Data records
********************

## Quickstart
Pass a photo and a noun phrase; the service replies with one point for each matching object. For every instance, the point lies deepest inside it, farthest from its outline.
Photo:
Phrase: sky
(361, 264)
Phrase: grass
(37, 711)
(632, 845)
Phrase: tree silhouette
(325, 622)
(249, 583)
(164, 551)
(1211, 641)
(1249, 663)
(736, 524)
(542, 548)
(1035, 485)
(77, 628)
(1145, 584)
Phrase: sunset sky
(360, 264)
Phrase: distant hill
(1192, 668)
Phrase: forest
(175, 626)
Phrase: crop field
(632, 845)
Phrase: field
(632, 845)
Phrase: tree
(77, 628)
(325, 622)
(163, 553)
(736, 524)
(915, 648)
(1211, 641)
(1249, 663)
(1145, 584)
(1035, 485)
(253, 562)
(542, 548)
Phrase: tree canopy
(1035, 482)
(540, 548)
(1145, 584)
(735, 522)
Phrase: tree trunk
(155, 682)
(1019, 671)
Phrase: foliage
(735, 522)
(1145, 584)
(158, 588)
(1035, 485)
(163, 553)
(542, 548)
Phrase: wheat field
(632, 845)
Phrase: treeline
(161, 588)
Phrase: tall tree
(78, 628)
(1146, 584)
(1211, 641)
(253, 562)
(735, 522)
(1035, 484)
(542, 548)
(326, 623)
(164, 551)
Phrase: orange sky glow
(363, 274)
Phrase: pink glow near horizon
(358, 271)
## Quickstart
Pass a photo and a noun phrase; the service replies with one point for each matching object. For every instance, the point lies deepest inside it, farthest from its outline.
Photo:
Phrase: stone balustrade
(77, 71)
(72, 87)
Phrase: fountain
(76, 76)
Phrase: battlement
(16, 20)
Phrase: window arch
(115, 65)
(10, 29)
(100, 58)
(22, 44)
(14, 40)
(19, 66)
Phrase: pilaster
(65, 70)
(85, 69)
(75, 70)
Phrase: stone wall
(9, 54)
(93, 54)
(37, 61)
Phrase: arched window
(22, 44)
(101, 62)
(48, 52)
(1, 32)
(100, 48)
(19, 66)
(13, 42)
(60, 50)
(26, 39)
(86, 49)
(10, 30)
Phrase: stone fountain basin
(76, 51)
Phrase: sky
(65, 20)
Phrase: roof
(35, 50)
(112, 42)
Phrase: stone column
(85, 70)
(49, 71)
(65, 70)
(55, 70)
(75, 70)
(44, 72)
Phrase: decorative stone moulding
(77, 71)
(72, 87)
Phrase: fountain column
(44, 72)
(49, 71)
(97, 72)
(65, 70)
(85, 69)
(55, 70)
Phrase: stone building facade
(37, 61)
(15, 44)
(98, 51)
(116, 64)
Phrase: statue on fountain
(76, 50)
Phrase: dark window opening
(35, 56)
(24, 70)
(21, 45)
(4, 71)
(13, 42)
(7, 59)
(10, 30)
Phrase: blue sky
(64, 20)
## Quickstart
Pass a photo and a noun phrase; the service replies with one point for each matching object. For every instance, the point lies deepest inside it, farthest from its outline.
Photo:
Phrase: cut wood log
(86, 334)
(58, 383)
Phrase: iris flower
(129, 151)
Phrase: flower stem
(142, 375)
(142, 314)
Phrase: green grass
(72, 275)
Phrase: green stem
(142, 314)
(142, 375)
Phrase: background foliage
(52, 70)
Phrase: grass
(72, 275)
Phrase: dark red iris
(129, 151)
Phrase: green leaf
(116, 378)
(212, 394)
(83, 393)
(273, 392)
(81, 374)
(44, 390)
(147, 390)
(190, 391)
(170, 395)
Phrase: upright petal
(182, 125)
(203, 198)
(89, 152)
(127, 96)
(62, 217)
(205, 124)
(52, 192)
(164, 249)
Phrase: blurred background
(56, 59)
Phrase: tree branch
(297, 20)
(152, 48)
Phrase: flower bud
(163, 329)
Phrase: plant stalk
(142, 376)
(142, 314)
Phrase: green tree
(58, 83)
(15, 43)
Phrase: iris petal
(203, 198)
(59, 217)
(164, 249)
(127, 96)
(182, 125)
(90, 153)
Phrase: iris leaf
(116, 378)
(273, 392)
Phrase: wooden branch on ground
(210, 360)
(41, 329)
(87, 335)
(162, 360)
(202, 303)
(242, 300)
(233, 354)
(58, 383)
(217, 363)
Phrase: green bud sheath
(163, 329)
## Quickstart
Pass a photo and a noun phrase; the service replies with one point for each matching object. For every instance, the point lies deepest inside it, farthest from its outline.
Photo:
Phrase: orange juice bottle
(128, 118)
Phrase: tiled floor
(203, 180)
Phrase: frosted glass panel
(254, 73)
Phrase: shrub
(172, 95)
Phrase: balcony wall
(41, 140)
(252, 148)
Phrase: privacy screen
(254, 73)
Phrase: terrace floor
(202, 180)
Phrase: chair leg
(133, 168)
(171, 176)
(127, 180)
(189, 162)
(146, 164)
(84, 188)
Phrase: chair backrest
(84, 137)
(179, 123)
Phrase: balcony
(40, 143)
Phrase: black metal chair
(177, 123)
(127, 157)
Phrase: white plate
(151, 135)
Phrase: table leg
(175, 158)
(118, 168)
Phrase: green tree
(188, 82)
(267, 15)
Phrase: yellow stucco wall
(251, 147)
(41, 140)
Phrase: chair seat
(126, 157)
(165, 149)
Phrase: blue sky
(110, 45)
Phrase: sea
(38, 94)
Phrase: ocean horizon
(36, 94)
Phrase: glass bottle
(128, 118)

********************

*Problem details:*
Rewrite the data starting with the line that contains "Phrase: iris leaf" and going on through the last line, keeping every phrase line as it is. Multiply each point coordinate by 0.35 and round it to the nearest whole number, with halves rounded up.

*Answer to the exercise:*
Phrase: iris leaf
(41, 132)
(96, 137)
Phrase: wooden branch on ground
(74, 126)
(14, 115)
(30, 117)
(57, 126)
(71, 106)
(85, 105)
(82, 124)
(20, 134)
(76, 127)
Phrase: green bud sheath
(57, 115)
## Quickstart
Pass a photo and a noun phrase; the service replies with one point for each matching object. For every instance, the point lies deepest inside it, farthest from its outline.
Photo:
Phrase: orange juice bottle
(45, 41)
Phrase: tiled floor
(71, 63)
Phrase: frosted glass panel
(89, 26)
Phrase: shrub
(60, 33)
Phrase: balcony wall
(14, 49)
(88, 52)
Phrase: privacy screen
(89, 26)
Phrase: terrace floor
(71, 63)
Phrase: chair leg
(47, 59)
(60, 62)
(44, 63)
(66, 57)
(51, 57)
(29, 66)
Phrase: chair backrest
(29, 48)
(63, 43)
Phrase: balcony
(14, 50)
Phrase: black metal chair
(62, 43)
(44, 55)
Phrase: white plate
(53, 47)
Phrase: table leg
(61, 55)
(41, 59)
Phrase: green tree
(66, 29)
(93, 5)
Phrase: yellow stucco wall
(88, 51)
(14, 49)
Phrase: chair seat
(44, 55)
(58, 52)
Phrase: blue sky
(39, 16)
Phrase: sea
(13, 33)
Phrase: ocean horizon
(13, 33)
Phrase: glass bottle
(45, 41)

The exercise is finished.